Who is Katherine Mathilda Swinton ? The entertainment and acting world knows her as Tilda Swinton. Swinton is a British actress known for both arthouse and mainstream films. She won the Academy Award for Best Supporting Actress for her performance in Michael Clayton.
Early life
Swinton was born 5 November 1960 in London, England.[1] Her father, Major-General Sir John Swinton, KCVO, OBE, DL, who was Lord Lieutenant of Berwickshire (1989–2000), is Scottish, and her mother, Judith Balfour, Lady Swinton (née Killen), was Australian.[2][3][4][5][6] The Swinton family is an ancient Anglo-Scots family that can trace its lineage to the High Middle Ages.[6]Swinton attended two independent schools, the West Heath Girls' School (the same class as Diana, Princess of Wales), and also Fettes College for a brief period. In 1983, she graduated from New Hall (now known as Murray Edwards College) at Cambridge with a degree in Social and Political Sciences. While at Cambridge she joined the Communist Party of Great Britain.[7] She has two Honorary Doctorates: one from Napier University in Edinburgh, received in August 2006 and one from the Royal Scottish Academy of Music and Drama (RSAMD) in Glasgow, received July 2006. She was a contributing editor to the literary magazine Zembla.
Career
Arthouse work
Swinton worked with the Traverse Theatre in Edinburgh, starring in Mann ist Mann by Manfred Karge,[8] and the Royal Shakespeare Company, before embarking on a career in film in the mid-1980s. She appeared as Julia in the 1986 television mini-series Zastrozzi: A Romance based on the Gothic novel by Percy Bysshe Shelley. Her early film work included several film roles for director Derek Jarman, notably War Requiem (1989) playing a nurse opposite Sir Laurence Olivier as an old soldier. In 1991, Swinton won the Volpi Cup Best Actress award for her role in the postmodern film Edward II. Swinton also played the title role in Orlando, Sally Potter's film version of the novel by Virginia Woolf.In 1995, with producer and friend Joanna Scanlan, Swinton developed a performance/installation live art piece in the Serpentine Gallery, London, where she was on display to the public for a week, asleep or apparently so, in a glass case, as a piece of performance art. The piece is sometimes credited to Cornelia Parker, whom Swinton invited to collaborate for the installation in London. The following year, the performance, entitled The Maybe, was repeated at the Museo Barracco in Rome. She also appeared in the music video for Orbital's "The Box". She has collaborated with the fashion designers Viktor & Rolf. She was the focus of their 'One Woman Show' 2003, in which they made all the models look like copies of Swinton, and she read a poem (of her own) that included the line, "There is only one you. Only one".[9]
Mainstream films
Recent years have seen Swinton move towards more mainstream projects, including the leading role in the American film The Deep End (2001), for which she was nominated for a Golden Globe Award. She appeared as a supporting character in films such as The Beach (2000), featuring Leonardo DiCaprio, Vanilla Sky (2001) with Tom Cruise and, as the archangel Gabriel in Constantine (2005) with Keanu Reeves. Swinton has also appeared in the British films The Statement (2003) and Young Adam (2003), and sat on the jury of the 2004 Cannes Film Festival.In 2007, Swinton's performance as Karen Crowder in Michael Clayton earned her both a BAFTA award for Best Supporting Actress as well as the Oscar for Best Performance by an Actress in a Supporting Role at the 2008 80th Academy Awards, the film's sole win.[10][11][12] Swinton next appeared in the 2008 Coen Brothers film, Burn After Reading. Swinton said of the film, in which she plays opposite George Clooney, "I don’t know if it will make anybody else laugh, but it really made us laugh while making it."[13] She was cast for the role of Elizabeth Abbott in The Curious Case of Benjamin Button, alongside Burn After Reading co-star Brad Pitt. She had a starring role as the irresponsible eponymous character in Erick Zonca's Julia, which premiered at the 2008 Berlin International Film Festival and later saw a limited U.S. release in May 2009. Several critics praised her performance and some claimed it should have won her an Academy Award.[14][15][16]
She stars in the new film adaptation of We Need to Talk About Kevin due for release in September 2011.[17]
Other projects
In 1988, she was a member of the jury at the 38th Berlin International Film Festival.[18]In August 2006, she opened the new Screen Academy Scotland production centre in Edinburgh.[19]
In July 2008, she founded the film festival Ballerina Ballroom Cinema Of Dreams.[20] The event took place in a ballroom in Nairn in the Scottish Highlands in August.

> _Supplied records_

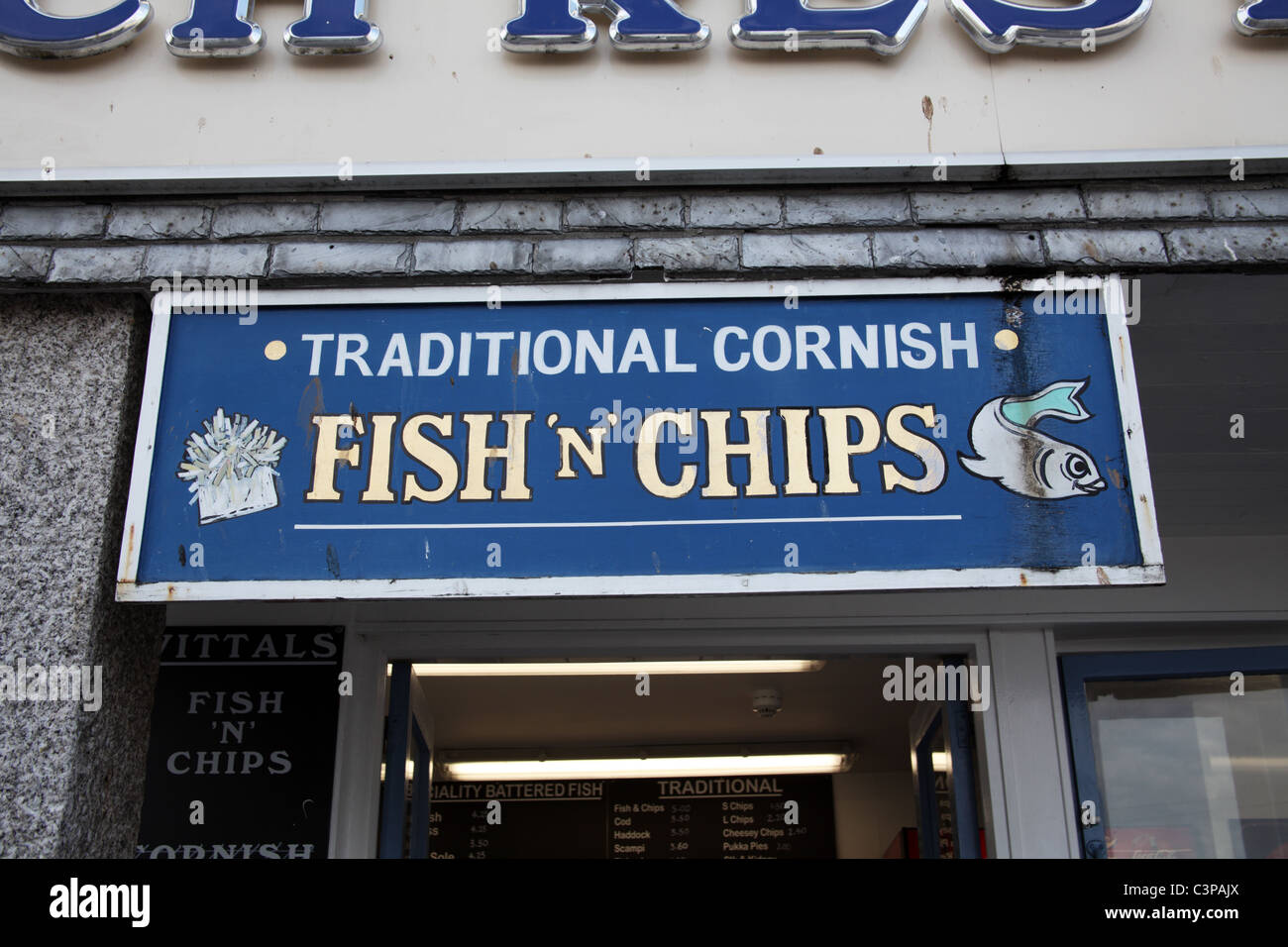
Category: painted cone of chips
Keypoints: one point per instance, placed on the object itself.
(231, 467)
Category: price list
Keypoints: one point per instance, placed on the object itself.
(715, 817)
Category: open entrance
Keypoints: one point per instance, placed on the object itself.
(841, 757)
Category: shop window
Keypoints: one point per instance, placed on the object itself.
(1180, 754)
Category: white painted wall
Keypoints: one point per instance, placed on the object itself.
(434, 93)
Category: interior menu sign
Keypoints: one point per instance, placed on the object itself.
(243, 749)
(715, 817)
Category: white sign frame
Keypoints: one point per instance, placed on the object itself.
(1150, 573)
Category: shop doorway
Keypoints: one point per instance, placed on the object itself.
(844, 757)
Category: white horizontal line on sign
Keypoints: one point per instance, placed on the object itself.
(623, 522)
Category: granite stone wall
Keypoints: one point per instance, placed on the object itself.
(71, 780)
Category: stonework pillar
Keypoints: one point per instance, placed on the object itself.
(71, 376)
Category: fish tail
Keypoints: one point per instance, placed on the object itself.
(1059, 399)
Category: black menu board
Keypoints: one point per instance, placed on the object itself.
(709, 817)
(243, 751)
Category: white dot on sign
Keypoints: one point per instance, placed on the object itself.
(1006, 341)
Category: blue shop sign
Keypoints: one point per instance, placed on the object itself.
(226, 27)
(639, 440)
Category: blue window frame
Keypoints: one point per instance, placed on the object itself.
(1081, 671)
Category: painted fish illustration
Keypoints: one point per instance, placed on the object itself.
(1024, 460)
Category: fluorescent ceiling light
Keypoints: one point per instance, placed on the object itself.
(662, 767)
(410, 774)
(590, 669)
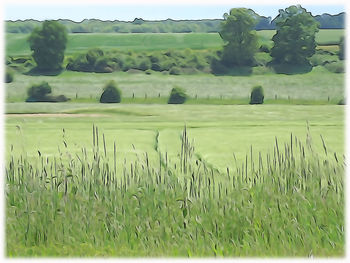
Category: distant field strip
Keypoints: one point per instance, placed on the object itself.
(17, 45)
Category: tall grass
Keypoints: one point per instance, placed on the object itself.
(288, 203)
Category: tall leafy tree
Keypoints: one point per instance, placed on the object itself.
(48, 44)
(241, 41)
(294, 41)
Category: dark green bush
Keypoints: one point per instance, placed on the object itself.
(257, 95)
(38, 92)
(264, 48)
(175, 71)
(335, 67)
(342, 102)
(41, 93)
(177, 96)
(144, 64)
(111, 93)
(93, 54)
(9, 76)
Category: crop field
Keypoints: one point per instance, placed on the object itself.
(16, 44)
(226, 191)
(213, 177)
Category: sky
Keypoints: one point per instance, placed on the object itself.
(155, 11)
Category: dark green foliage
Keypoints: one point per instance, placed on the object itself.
(294, 41)
(177, 61)
(93, 54)
(342, 102)
(9, 75)
(257, 95)
(144, 64)
(111, 93)
(48, 44)
(335, 67)
(342, 47)
(241, 41)
(39, 92)
(264, 48)
(177, 96)
(175, 71)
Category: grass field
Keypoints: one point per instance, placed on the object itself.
(316, 85)
(236, 126)
(16, 44)
(228, 208)
(203, 179)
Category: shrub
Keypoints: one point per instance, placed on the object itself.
(177, 96)
(144, 64)
(175, 71)
(9, 76)
(93, 54)
(335, 67)
(342, 102)
(264, 48)
(38, 92)
(257, 95)
(111, 93)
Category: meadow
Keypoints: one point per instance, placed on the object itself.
(239, 181)
(321, 86)
(16, 44)
(143, 178)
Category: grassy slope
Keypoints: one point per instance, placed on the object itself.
(16, 43)
(316, 85)
(218, 130)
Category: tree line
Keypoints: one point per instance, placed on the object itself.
(139, 25)
(293, 46)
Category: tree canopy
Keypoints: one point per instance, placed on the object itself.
(48, 44)
(294, 41)
(237, 31)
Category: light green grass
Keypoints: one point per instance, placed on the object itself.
(16, 44)
(198, 202)
(316, 85)
(218, 130)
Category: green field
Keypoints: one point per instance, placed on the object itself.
(16, 44)
(317, 85)
(236, 126)
(214, 177)
(175, 220)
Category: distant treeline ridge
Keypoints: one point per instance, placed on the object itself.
(139, 25)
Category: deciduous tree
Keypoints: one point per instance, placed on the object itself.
(48, 44)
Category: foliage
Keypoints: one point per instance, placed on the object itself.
(294, 41)
(326, 21)
(177, 96)
(175, 71)
(178, 206)
(336, 67)
(39, 91)
(241, 41)
(111, 93)
(342, 47)
(48, 44)
(257, 95)
(264, 48)
(9, 75)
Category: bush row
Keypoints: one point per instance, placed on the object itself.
(175, 61)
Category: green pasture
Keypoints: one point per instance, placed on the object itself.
(218, 131)
(316, 85)
(16, 44)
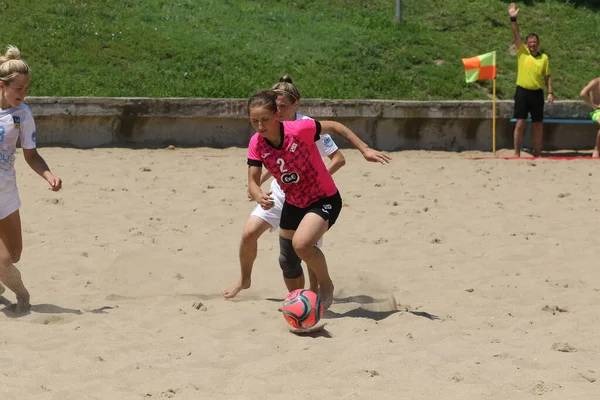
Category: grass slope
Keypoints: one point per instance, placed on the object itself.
(332, 48)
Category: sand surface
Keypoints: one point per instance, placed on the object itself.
(455, 279)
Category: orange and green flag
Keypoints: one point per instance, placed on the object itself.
(480, 68)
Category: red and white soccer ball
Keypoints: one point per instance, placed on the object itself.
(302, 309)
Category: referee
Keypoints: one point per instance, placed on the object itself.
(533, 73)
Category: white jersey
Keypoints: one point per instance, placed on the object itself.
(16, 123)
(326, 147)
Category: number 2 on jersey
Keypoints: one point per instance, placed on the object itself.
(281, 163)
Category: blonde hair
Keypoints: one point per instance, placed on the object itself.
(285, 87)
(11, 64)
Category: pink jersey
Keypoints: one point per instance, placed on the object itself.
(296, 164)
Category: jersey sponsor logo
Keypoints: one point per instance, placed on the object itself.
(292, 177)
(5, 156)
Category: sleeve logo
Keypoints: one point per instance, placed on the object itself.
(292, 177)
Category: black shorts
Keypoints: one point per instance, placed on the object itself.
(529, 101)
(327, 208)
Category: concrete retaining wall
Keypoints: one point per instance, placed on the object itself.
(388, 125)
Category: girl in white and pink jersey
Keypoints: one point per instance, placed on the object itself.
(16, 123)
(260, 220)
(312, 202)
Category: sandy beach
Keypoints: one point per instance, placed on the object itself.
(455, 279)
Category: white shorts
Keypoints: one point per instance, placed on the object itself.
(9, 203)
(273, 215)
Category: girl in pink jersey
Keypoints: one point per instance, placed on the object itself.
(312, 202)
(16, 122)
(288, 101)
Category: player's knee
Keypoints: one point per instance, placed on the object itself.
(303, 248)
(5, 261)
(289, 261)
(250, 235)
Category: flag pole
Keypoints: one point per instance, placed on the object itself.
(494, 116)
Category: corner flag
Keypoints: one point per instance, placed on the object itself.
(481, 67)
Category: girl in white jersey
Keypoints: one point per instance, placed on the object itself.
(312, 202)
(16, 123)
(260, 220)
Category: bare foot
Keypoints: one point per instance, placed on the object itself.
(326, 294)
(23, 304)
(231, 293)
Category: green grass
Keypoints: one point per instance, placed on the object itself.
(345, 49)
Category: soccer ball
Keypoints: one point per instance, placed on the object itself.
(302, 309)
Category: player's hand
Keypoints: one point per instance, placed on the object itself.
(55, 183)
(376, 156)
(266, 201)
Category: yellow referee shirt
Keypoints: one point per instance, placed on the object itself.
(531, 70)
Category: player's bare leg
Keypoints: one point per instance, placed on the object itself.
(518, 136)
(11, 245)
(313, 281)
(293, 284)
(304, 238)
(596, 152)
(253, 230)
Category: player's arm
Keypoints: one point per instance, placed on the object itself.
(341, 130)
(254, 189)
(337, 161)
(38, 164)
(586, 92)
(513, 11)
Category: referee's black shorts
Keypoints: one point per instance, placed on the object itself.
(529, 102)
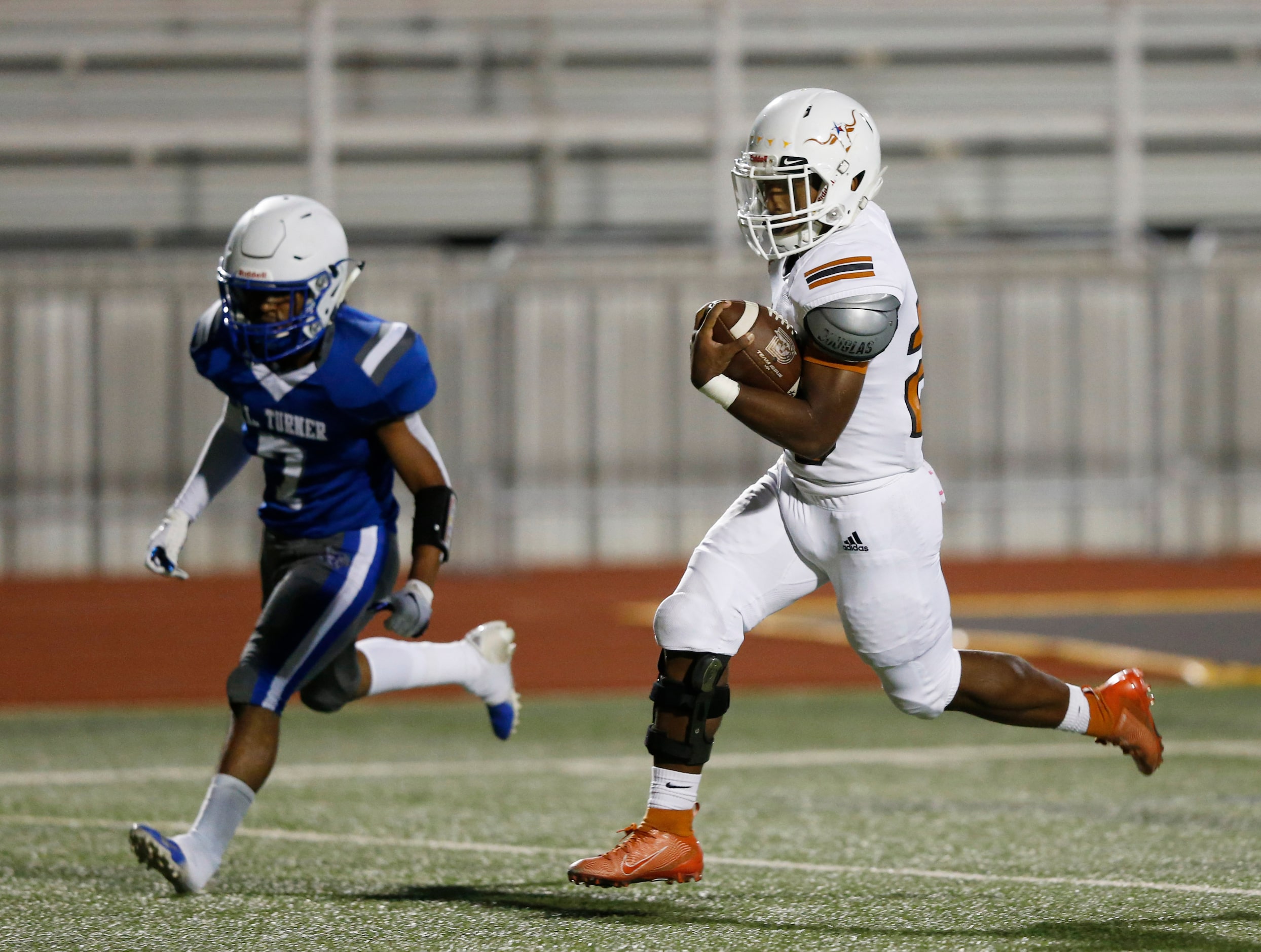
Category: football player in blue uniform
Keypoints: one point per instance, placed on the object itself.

> _Goal of the exercise_
Answer these from the Tilda Swinton biography:
1. In what year did Swinton graduate from New Hall at Cambridge?
2. What award did she win in 1991 for Edward II?
3. Where did the Ballerina Ballroom Cinema Of Dreams take place?
The records are separate material and have no connection to the Tilda Swinton biography.

> _Expected answer_
1. 1983
2. The Volpi Cup Best Actress award
3. In a ballroom in Nairn in the Scottish Highlands